# Start of Supplied records

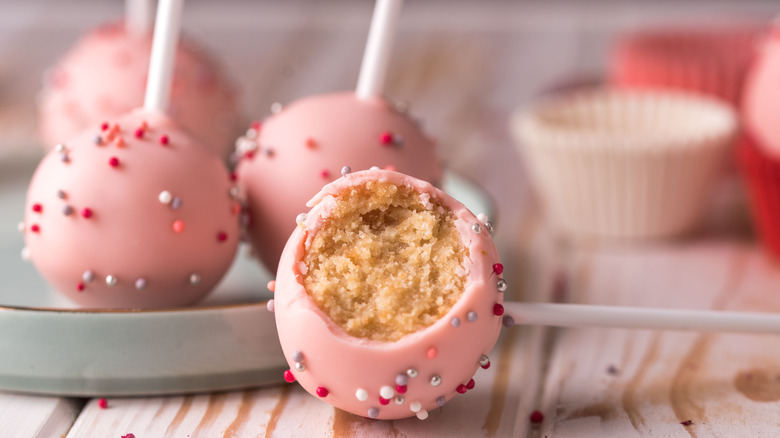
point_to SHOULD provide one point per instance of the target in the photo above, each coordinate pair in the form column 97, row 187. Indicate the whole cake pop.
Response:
column 388, row 296
column 135, row 213
column 291, row 155
column 104, row 74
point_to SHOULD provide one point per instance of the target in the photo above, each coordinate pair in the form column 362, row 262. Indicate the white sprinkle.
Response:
column 165, row 197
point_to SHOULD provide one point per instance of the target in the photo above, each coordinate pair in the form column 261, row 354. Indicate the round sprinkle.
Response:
column 165, row 197
column 361, row 394
column 508, row 321
column 386, row 392
column 111, row 280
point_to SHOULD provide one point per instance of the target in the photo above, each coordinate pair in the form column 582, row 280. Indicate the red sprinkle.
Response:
column 386, row 138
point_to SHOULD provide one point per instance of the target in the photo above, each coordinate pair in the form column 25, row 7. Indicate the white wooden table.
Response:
column 463, row 66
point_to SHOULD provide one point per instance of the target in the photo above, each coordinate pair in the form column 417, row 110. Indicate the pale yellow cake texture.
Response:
column 387, row 262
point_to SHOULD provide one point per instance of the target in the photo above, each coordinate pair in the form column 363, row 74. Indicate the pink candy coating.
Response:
column 306, row 145
column 125, row 233
column 103, row 76
column 355, row 370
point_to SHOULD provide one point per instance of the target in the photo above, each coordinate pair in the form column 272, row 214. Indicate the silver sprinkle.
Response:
column 111, row 280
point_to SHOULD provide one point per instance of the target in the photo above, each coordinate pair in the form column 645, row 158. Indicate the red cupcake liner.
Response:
column 761, row 173
column 708, row 61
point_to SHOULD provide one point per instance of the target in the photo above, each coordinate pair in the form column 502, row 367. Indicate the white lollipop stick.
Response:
column 166, row 37
column 138, row 16
column 586, row 315
column 378, row 48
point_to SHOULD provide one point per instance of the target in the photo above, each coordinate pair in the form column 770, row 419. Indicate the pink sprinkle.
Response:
column 386, row 138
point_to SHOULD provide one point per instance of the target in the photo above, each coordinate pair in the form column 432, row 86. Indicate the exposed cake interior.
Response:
column 387, row 262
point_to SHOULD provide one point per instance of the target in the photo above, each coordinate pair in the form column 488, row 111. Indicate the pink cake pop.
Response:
column 132, row 214
column 363, row 365
column 103, row 76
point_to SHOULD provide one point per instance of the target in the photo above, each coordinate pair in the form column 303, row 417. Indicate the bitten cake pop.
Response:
column 103, row 76
column 292, row 154
column 388, row 296
column 133, row 213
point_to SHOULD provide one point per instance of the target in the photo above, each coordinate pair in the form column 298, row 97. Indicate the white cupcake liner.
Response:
column 622, row 163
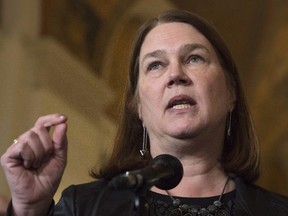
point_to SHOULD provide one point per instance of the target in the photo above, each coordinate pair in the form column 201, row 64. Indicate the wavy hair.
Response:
column 240, row 154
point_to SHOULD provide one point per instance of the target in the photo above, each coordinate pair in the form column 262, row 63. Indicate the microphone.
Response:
column 164, row 171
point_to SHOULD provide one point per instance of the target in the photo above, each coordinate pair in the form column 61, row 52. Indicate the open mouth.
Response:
column 181, row 102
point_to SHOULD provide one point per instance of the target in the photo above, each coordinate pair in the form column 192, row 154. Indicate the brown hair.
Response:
column 240, row 152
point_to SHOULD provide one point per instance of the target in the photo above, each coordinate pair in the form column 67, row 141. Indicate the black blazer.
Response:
column 81, row 200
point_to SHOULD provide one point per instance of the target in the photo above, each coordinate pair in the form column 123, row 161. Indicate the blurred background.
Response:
column 71, row 56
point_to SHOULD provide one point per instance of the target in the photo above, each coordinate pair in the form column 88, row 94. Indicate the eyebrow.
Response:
column 183, row 50
column 190, row 47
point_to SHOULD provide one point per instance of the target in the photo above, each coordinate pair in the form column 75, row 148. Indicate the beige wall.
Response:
column 39, row 76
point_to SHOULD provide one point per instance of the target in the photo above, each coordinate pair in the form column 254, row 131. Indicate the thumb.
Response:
column 59, row 139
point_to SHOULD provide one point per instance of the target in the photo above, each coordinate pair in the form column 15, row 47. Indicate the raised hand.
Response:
column 34, row 165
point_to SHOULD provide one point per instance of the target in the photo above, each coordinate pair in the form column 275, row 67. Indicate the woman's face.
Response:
column 182, row 88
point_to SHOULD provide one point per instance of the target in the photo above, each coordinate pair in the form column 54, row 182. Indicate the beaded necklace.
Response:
column 215, row 209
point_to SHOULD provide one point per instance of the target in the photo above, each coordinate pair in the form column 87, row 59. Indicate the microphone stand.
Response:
column 141, row 205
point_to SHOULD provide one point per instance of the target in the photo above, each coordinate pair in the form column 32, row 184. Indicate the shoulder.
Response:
column 85, row 188
column 83, row 199
column 256, row 199
column 276, row 200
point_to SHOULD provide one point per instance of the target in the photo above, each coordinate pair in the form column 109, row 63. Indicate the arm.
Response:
column 35, row 164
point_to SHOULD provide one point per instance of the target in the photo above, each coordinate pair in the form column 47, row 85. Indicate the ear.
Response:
column 232, row 98
column 139, row 107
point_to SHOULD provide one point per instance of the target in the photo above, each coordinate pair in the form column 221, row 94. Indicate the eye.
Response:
column 195, row 59
column 154, row 66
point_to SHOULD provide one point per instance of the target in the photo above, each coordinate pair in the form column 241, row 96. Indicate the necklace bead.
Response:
column 215, row 209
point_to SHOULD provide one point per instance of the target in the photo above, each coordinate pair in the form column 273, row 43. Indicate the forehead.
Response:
column 170, row 36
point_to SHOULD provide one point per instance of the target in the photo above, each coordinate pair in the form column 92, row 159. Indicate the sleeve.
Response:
column 66, row 204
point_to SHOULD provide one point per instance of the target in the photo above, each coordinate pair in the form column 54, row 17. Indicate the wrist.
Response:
column 43, row 209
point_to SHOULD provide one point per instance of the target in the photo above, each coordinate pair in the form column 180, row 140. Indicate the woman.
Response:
column 185, row 99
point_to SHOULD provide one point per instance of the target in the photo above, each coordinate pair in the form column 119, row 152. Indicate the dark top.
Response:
column 81, row 200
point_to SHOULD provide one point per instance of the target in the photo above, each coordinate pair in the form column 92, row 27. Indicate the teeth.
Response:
column 181, row 106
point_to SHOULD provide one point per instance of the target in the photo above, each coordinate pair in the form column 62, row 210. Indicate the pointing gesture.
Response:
column 34, row 165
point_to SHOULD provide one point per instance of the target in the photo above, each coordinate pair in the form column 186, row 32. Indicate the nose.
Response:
column 177, row 76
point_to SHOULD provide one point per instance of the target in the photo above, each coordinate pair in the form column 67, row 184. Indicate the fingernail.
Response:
column 47, row 124
column 62, row 117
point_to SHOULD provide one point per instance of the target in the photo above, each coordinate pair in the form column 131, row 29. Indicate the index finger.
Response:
column 50, row 120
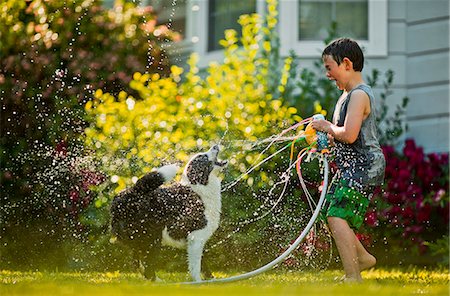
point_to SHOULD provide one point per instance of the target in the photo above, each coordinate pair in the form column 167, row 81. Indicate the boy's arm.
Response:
column 358, row 110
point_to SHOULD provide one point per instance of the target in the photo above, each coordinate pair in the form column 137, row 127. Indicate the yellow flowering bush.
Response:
column 175, row 116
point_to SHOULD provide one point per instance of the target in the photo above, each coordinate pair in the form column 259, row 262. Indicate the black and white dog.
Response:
column 186, row 214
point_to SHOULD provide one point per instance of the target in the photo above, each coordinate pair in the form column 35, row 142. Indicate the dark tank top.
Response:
column 361, row 163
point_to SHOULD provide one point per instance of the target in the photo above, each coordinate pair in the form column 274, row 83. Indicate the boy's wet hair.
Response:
column 345, row 48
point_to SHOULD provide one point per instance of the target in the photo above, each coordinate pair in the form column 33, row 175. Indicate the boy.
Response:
column 358, row 155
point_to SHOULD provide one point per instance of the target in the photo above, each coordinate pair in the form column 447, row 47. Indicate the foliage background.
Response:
column 53, row 55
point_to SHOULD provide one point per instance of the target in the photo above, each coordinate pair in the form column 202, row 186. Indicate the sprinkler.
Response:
column 318, row 144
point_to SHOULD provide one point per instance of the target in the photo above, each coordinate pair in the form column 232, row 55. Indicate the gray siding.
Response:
column 427, row 67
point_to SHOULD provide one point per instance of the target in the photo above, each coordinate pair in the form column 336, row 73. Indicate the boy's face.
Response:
column 334, row 72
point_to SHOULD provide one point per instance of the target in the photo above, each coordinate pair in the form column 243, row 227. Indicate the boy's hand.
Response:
column 321, row 125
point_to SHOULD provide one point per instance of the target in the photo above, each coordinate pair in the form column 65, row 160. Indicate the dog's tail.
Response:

# End of Supplied records

**What to produce:**
Please quote the stretch of the records from the line that contains "the pointing gesture." through the line that contains "column 186, row 214", leaving the pictures out of your answer.

**Worked answer:**
point_to SHOULD provide one point per instance of the target in the photo above, each coordinate pair in the form column 62, row 210. Indicate the pointing gesture.
Response:
column 34, row 165
point_to SHOULD provide one point per instance of the target in the photo above, each coordinate pair in the form column 186, row 32. Indicate the nose.
Response:
column 177, row 76
point_to SHOULD provide one point per instance of the target in the photo above, each coordinate pair in the form column 67, row 184. Indicate the fingernail.
Response:
column 47, row 124
column 62, row 117
point_to SHOULD provide one point per instance of the target in the photo above, each coordinate pair in the form column 131, row 29. Indicate the index finger.
Response:
column 50, row 120
point_to SHOULD provide one point per instance of the target in the photo above, each coordinate pair in the form column 167, row 81. Indicate the boy's arm.
Response:
column 358, row 110
point_to SHOULD provide one point per instance of the target in the photo above, each coordinate pair in the form column 137, row 127. Indicate the yellow flowering bush.
Response:
column 175, row 116
point_to SHOULD provide one point per instance of the target in the photo above, each coordinate pair in the form column 259, row 262. Indicate the black and white dog.
Response:
column 186, row 214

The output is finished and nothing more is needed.